**Exercise aim:** Begin with the line in which "Given the photograph above, carefully outline every person's" appears and end with the final line of the entries. Retype each one exactly and add nothing.

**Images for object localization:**
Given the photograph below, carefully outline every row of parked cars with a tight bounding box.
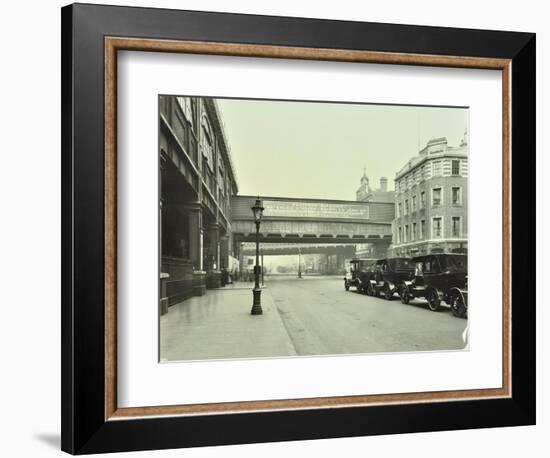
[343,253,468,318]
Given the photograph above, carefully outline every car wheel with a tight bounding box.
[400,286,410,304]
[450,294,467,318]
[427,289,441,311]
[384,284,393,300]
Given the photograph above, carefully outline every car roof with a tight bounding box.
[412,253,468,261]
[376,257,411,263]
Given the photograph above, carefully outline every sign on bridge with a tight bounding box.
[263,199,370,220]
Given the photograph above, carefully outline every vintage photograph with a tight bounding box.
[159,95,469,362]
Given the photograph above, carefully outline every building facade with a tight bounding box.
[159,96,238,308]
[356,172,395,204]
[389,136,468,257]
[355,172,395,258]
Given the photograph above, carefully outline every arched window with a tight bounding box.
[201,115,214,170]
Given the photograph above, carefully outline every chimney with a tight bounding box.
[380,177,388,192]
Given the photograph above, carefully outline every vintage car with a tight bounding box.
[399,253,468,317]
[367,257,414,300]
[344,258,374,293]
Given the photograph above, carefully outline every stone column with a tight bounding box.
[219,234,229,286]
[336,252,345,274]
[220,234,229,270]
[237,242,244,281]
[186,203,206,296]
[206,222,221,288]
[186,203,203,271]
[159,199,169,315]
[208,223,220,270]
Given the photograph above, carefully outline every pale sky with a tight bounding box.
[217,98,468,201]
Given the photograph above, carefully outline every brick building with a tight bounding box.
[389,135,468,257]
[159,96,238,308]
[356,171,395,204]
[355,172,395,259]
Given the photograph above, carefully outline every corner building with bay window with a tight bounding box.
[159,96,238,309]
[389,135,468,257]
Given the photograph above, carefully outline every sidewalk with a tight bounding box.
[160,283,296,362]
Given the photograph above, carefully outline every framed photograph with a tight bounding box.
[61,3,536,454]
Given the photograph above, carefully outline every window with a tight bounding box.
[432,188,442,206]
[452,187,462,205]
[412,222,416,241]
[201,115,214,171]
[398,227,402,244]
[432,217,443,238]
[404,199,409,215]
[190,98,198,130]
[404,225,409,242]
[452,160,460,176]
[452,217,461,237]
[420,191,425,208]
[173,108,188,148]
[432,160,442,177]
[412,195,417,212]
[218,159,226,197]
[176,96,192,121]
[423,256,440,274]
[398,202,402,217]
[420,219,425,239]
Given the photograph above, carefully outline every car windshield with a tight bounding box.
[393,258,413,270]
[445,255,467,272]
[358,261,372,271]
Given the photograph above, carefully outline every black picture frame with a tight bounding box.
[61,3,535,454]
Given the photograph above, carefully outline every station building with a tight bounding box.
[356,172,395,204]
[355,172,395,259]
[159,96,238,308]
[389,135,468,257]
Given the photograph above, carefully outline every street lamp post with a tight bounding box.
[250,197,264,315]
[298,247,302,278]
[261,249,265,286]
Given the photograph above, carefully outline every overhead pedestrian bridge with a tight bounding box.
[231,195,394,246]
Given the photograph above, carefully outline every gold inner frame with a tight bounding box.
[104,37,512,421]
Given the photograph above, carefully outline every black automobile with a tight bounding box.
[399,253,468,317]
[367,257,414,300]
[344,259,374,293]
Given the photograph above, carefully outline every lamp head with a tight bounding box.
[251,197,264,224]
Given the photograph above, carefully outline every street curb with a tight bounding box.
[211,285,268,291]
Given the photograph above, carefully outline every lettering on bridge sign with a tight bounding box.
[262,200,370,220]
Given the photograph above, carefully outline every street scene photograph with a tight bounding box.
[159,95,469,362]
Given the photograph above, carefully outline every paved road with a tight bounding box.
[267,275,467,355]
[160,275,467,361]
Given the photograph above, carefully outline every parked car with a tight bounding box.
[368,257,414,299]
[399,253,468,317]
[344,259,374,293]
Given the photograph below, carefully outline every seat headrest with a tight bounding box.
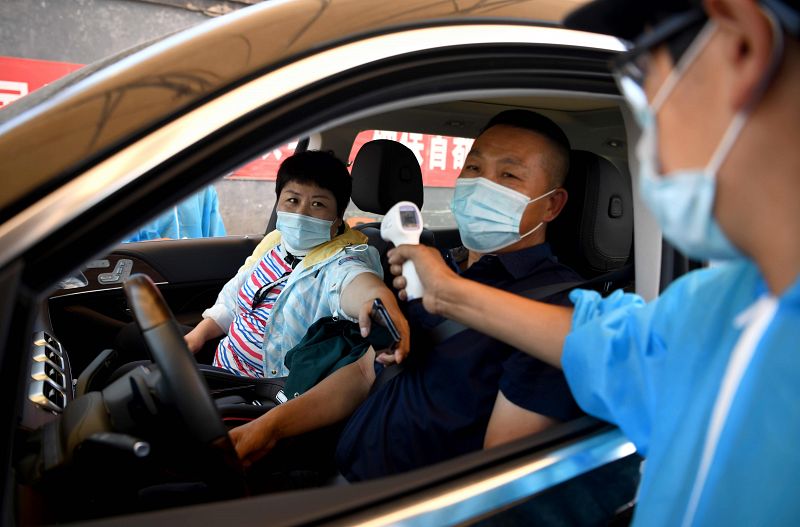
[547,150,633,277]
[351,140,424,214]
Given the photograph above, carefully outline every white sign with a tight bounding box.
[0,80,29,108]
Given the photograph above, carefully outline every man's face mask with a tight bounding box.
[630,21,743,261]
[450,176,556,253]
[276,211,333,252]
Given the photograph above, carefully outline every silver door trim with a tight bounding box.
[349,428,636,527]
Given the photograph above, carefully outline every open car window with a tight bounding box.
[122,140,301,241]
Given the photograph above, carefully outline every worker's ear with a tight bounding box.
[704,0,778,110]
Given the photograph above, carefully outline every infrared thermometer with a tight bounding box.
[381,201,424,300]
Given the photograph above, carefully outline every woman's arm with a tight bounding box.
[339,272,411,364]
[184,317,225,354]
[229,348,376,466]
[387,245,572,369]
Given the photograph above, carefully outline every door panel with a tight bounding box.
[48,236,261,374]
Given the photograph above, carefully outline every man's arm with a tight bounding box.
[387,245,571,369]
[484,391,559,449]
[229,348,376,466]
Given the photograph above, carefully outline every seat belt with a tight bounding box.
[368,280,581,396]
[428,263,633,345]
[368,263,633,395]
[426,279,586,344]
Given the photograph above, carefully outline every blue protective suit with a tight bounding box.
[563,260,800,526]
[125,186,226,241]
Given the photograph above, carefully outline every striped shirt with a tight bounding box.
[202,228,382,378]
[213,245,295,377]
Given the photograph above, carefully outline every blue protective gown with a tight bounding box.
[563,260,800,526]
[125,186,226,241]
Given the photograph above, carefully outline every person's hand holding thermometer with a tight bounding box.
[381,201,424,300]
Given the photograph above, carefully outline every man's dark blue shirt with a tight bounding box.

**Solution to the problem:**
Given the photograph above, carefully outline every person's hand holding thermometer with a tight bounding box.
[381,201,424,300]
Given the photograph above, carefully outline every man's dark blue shirt with a tight bounding box.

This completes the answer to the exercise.